**TEXT PROVIDED**
※
# Sticker Mod: I made an 8x8x8...x8



## willfcc (Mar 5, 2019)

Mofang Jiaoshi MF8 and stickers from SCS. I solve it like a 4x4 octahedron.



Here it is in a checkerboard, and scrambled.


----------



## Filipe Teixeira (Mar 5, 2019)

beautiful


----------



## ImmolatedMarmoset (Mar 5, 2019)

That’s gr8, m8, I r8 8/8.

It’s an 8 by 8. From mf8.

Lol what have I done?!


----------



## Filipe Teixeira (Mar 5, 2019)

ImmolatedMarmoset said:


> That’s gr8, m8, I r8 8/8.
> 
> It’s from mf8
> 
> Lol what have I done?!


----------



## QuestionableCuber (Mar 20, 2019)

Non cubers everywhere arise! (Starts hearing in the the distance, Is ThAT a 10X10)


----------



## Filipe Teixeira (Mar 21, 2019)

QuestionableCuber said:


> Non cubers everywhere arise! (Starts hearing in the the distance, Is ThAT a 10X10)
※
**DATA ROWS**
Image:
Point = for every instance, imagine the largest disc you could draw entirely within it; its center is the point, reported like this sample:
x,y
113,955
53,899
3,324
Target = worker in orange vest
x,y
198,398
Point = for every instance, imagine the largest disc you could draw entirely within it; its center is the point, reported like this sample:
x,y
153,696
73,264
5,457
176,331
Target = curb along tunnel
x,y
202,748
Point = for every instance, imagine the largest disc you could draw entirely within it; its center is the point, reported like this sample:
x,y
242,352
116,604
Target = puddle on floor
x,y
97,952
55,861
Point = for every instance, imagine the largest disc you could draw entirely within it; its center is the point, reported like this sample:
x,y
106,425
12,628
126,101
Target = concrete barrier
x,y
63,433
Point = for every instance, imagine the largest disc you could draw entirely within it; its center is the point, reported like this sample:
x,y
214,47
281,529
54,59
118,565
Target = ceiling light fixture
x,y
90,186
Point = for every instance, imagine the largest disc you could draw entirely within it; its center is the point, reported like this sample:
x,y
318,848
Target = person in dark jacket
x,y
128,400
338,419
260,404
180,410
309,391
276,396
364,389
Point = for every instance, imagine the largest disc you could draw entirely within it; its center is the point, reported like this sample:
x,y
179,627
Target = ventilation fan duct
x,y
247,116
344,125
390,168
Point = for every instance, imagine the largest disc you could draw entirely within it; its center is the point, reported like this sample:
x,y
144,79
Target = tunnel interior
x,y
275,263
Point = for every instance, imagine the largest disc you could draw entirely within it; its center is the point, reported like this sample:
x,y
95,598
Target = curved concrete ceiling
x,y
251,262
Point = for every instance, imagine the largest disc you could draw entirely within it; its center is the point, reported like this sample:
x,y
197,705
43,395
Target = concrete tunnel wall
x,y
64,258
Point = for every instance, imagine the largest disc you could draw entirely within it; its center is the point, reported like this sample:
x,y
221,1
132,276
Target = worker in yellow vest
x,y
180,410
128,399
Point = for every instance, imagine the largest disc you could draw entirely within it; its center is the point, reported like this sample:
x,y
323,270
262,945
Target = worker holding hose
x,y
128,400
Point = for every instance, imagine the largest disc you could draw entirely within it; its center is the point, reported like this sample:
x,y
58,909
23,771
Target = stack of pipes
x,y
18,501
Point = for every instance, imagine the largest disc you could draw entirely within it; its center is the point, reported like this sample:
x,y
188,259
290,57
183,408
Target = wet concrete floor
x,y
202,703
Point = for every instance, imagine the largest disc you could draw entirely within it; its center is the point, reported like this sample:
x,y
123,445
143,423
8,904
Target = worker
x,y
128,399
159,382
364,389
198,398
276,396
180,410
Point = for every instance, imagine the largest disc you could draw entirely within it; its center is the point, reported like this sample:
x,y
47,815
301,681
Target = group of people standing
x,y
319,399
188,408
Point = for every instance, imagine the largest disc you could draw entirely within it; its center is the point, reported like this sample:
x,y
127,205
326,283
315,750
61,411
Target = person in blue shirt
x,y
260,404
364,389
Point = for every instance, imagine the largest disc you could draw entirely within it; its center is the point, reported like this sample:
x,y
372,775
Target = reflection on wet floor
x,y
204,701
※
**SET OF TASKS**
**a)** In the forum thread about the sticker-modded 8x8x8...x8, which puzzle did willfcc use as the base?
**b)** Extend the forum thread about the sticker-modded 8x8x8...x8 past its last line.

**TASK ANSWERS**
**a)** The Mofang Jiaoshi MF8.

**b)**
WOAH IS THAT A !)X!)


----------



## Caleb/spooderskewb (Mar 22, 2019)

Kewl


----------



## BadMotherFPerm (Jun 1, 2019)

Do you have a defined colour scheme to ensure it has only 'one' solved state? 

If so, once reduced this also doubles as an unnecessarily awkward 2x2


----------



## willfcc (Jun 22, 2019)

My “defined solved state” is shown in the first two pictures:
Similar colors together, “hot” colors on one side, “cool” colors on the other.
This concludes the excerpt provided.